GIVEN INSTRUCTION: Reproduce every one of the following records verbatim, changing nothing.

● ● ● ●

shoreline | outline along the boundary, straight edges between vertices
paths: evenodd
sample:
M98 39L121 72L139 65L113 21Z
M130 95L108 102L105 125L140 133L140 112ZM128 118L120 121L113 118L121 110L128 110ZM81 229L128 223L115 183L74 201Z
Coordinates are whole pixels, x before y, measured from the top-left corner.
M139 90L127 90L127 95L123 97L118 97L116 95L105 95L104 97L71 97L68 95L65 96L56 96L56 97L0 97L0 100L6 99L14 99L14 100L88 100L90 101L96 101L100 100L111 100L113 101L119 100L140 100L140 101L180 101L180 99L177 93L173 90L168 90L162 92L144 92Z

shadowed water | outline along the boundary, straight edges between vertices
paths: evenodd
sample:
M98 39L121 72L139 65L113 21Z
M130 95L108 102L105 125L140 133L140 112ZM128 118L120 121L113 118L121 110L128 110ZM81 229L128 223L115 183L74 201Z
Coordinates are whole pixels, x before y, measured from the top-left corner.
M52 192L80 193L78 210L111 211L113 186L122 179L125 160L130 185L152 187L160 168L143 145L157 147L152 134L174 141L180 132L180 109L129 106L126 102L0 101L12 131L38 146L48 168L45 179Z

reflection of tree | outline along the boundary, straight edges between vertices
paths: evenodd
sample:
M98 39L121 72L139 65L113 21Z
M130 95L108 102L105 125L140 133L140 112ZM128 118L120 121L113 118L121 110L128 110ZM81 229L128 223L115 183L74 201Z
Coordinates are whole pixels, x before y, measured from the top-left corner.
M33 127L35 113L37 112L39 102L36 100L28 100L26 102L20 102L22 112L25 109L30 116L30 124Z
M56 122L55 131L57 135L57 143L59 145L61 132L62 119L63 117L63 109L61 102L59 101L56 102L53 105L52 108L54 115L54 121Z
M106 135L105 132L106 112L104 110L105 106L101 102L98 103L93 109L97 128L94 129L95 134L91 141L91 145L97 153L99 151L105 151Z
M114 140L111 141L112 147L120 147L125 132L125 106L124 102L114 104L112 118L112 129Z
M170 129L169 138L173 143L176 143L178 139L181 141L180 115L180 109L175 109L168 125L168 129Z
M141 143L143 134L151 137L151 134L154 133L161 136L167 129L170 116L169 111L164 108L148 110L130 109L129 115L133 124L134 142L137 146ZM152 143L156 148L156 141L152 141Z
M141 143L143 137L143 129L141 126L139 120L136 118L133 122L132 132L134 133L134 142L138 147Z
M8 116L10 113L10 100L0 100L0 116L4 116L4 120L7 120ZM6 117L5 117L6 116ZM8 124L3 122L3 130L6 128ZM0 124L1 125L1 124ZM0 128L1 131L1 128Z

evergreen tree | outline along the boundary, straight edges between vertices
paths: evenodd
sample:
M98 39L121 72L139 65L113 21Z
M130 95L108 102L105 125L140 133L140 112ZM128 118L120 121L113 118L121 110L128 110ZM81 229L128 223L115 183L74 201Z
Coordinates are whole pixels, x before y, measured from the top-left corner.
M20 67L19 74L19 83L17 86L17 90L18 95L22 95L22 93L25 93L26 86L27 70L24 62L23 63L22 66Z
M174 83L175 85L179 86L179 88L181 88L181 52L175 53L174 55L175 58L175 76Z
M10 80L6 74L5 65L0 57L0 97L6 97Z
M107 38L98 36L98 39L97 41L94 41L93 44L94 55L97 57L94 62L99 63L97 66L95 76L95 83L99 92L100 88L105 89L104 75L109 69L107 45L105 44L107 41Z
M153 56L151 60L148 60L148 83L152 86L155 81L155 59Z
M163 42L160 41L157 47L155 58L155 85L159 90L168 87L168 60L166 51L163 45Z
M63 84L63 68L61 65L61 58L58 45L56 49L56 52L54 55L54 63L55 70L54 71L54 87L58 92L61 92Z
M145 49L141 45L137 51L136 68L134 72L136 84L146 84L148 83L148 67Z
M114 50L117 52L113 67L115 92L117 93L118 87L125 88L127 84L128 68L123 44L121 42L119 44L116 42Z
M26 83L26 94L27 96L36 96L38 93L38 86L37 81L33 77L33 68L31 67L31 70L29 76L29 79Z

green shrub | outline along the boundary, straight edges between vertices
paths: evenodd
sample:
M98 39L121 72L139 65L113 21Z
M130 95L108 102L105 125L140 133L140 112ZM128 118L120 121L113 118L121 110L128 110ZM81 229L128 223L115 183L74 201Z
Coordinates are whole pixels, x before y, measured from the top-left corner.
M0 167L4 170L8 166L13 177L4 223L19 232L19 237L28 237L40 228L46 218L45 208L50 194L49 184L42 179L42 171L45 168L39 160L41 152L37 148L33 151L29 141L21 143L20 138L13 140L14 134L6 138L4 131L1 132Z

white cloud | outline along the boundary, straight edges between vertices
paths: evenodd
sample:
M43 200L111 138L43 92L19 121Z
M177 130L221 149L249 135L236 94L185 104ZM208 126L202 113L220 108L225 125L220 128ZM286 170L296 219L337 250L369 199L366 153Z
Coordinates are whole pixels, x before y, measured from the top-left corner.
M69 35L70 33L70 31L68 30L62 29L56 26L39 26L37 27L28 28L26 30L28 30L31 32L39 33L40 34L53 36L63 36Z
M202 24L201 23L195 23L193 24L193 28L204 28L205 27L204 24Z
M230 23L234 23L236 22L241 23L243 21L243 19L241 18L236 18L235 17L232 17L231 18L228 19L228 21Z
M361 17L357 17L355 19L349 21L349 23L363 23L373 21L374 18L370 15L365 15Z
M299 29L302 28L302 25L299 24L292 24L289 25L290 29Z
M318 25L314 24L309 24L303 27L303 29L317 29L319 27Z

● ● ● ●

FINAL ANSWER:
shoreline | outline along the boundary, straight edges between vertices
paths: evenodd
sample:
M98 39L121 72L139 65L113 21Z
M130 95L108 102L105 125L140 133L140 112ZM128 118L120 121L113 118L121 110L128 110ZM81 229L128 223L115 183L74 201Z
Coordinates are whole pixels, x before y, measured from the top-left corner.
M139 90L127 90L127 95L123 97L118 97L116 95L105 95L104 97L71 97L68 95L65 96L56 96L56 97L0 97L0 100L6 99L14 99L14 100L88 100L90 101L96 101L100 100L111 100L113 101L119 100L140 100L140 101L180 101L180 99L177 93L173 90L168 90L162 92L144 92Z

shadowed water | outline along the boundary, straight edges between vertices
paths: evenodd
sample:
M98 39L121 72L139 65L113 21Z
M130 95L108 102L105 125L140 133L140 112ZM128 118L120 121L113 118L121 110L128 110ZM81 229L128 223L115 183L74 201Z
Coordinates are whole pixels, x before y, measured from the top-left corner.
M52 192L80 193L78 210L111 211L113 186L122 179L125 160L130 185L152 187L160 168L143 145L157 147L152 134L174 141L180 132L180 109L129 106L126 102L0 101L12 131L38 146L48 168L45 179Z

reflection of tree | outline along the boundary, straight edges between vertices
paths: evenodd
sample:
M98 39L121 72L139 65L113 21Z
M130 95L108 102L105 125L140 133L140 112ZM128 118L120 121L113 118L121 110L128 110ZM81 229L128 223L115 183L74 201Z
Coordinates are whole pixels, x before y, measured from the top-left corner.
M33 127L35 113L37 112L39 102L36 100L28 100L26 102L20 102L22 112L25 109L30 116L30 124Z
M56 122L55 131L57 135L57 143L59 145L61 132L62 119L63 117L63 109L61 102L59 101L56 102L53 105L52 108L54 115L54 121Z
M106 135L105 132L106 112L104 110L105 106L101 102L98 103L93 109L97 128L94 129L95 134L91 141L91 145L97 153L99 151L105 151Z
M114 140L111 141L112 147L120 147L125 132L125 106L124 102L114 104L112 118L112 129Z
M170 129L169 138L173 143L176 143L178 139L181 141L180 115L180 109L175 109L168 125L168 129Z
M141 143L143 134L151 137L151 134L154 133L161 136L167 129L170 116L169 111L164 108L148 110L130 109L129 115L133 124L134 142L137 146ZM152 143L156 148L156 141L152 141Z
M141 143L143 137L143 129L141 126L139 120L136 118L133 122L132 132L134 133L134 142L138 147Z
M8 116L10 113L10 100L0 100L0 116L4 116L4 120L7 120ZM6 117L5 117L6 116ZM8 124L3 122L3 130L6 128ZM0 124L1 125L1 124ZM0 128L1 131L1 128Z

evergreen tree | outline along the boundary, straight edges between vertices
paths: evenodd
sample:
M98 39L121 72L139 65L113 21Z
M130 95L108 102L105 125L140 133L140 112ZM128 118L120 121L113 118L121 110L128 110ZM81 229L128 223L115 183L74 201Z
Coordinates are whole pixels, x before y, measured from the top-left corner.
M20 67L19 74L19 83L17 86L17 90L18 95L22 95L22 93L25 93L26 86L27 70L24 62L23 63L22 66Z
M174 83L175 85L179 86L179 88L181 88L181 52L175 53L174 55L175 58L175 76Z
M10 80L6 74L5 65L0 57L0 97L6 97Z
M107 38L98 36L98 39L97 41L94 41L93 44L94 55L97 57L94 62L99 63L97 66L95 76L95 83L99 92L100 88L105 89L104 75L109 69L107 45L105 44L107 41Z
M153 56L151 60L148 60L148 83L152 86L155 81L155 59Z
M163 42L160 41L157 47L155 58L155 85L159 90L168 87L168 60L166 51L163 45Z
M63 84L63 68L61 65L61 58L58 45L56 49L56 52L54 55L54 63L55 70L54 71L54 87L58 92L61 92Z
M145 49L141 45L137 51L136 68L134 72L136 84L146 84L148 83L148 67Z
M114 50L117 52L113 67L115 92L117 93L118 87L125 88L127 84L128 68L123 44L121 42L119 44L116 42Z
M26 83L26 94L27 96L36 96L38 93L38 86L37 81L33 77L33 68L31 67L31 70L29 76L29 79Z

green shrub | outline along the boundary, straight edges between vertices
paths: evenodd
sample:
M98 39L121 72L139 65L113 21Z
M130 95L108 102L105 125L140 133L140 112ZM128 118L120 121L113 118L121 110L128 110ZM81 229L128 223L115 183L74 201Z
Coordinates are whole pixels, x before y, measured from the top-left corner.
M0 167L4 170L8 166L13 177L4 223L19 232L19 237L28 237L40 228L46 218L45 208L50 194L49 184L42 179L42 171L45 168L39 160L41 152L37 148L33 151L29 141L21 143L20 138L13 140L14 134L6 138L4 131L1 132Z

white cloud | outline along the boundary, straight edges between vertices
paths: evenodd
sample:
M43 200L111 138L43 92L19 121Z
M177 130L221 149L249 135L236 94L185 104ZM208 126L202 113L220 108L225 125L220 128ZM286 170L296 219L337 250L369 199L366 153Z
Coordinates are whole pixels, x before y, measured from the top-left corner.
M69 35L70 33L70 31L68 30L62 29L56 26L39 26L37 27L28 28L26 30L28 30L31 32L39 33L40 34L53 36L63 36Z
M202 24L201 23L195 23L193 24L193 28L204 28L205 27L204 24Z
M230 23L234 23L236 22L241 23L243 21L243 19L241 18L236 18L235 17L232 17L231 18L228 19L228 21Z
M361 17L357 17L355 19L349 21L349 23L363 23L373 21L374 18L370 15L365 15Z
M299 29L302 28L302 25L299 24L292 24L289 25L290 29Z
M318 25L314 24L309 24L303 27L303 29L317 29L319 27Z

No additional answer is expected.